-- start --

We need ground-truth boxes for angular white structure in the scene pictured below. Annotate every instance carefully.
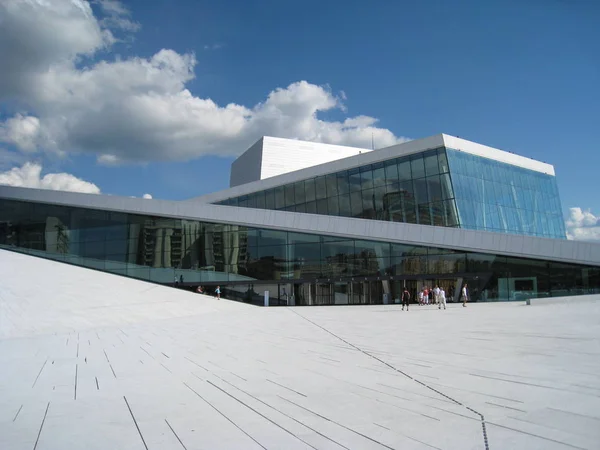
[229,136,371,187]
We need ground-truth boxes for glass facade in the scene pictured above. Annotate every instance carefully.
[0,198,600,305]
[217,148,566,239]
[446,149,566,239]
[217,148,459,227]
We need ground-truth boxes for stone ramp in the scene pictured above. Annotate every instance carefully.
[0,250,252,338]
[0,254,600,450]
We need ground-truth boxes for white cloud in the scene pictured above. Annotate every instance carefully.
[95,0,141,32]
[0,114,40,152]
[0,163,100,194]
[204,44,223,50]
[566,208,600,241]
[0,0,405,164]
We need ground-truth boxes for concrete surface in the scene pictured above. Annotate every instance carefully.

-- end --

◆ **WHAT THE EXERCISE ASKS**
Write out every line of the records above again, requests included, with each bounding-box coordinate shifted up by 123. Leave the picture out.

◆ **TASK RESULT**
We need ground-truth boxes for angular white structure in the scene pictured below. Annotate every instance carefully.
[352,259,494,310]
We need ground-truth boxes for glass facade in the scene pictured above. Annotate every instance carefully.
[123,321,723,428]
[340,271,689,362]
[569,272,689,362]
[340,271,582,350]
We need ground-truth boxes for stone ramp in the scene pictured above. Annotate every instance carefully.
[123,373,375,461]
[123,377,723,573]
We need ground-truth boxes for white cloud in the scene pictured above. Annotate every instance carefully.
[218,123,264,155]
[123,237,163,275]
[123,286,223,317]
[327,167,346,173]
[689,331,723,364]
[123,123,528,287]
We need ground-truth boxes for concrete surface in the scene pictured above. Annotate every instance carefully.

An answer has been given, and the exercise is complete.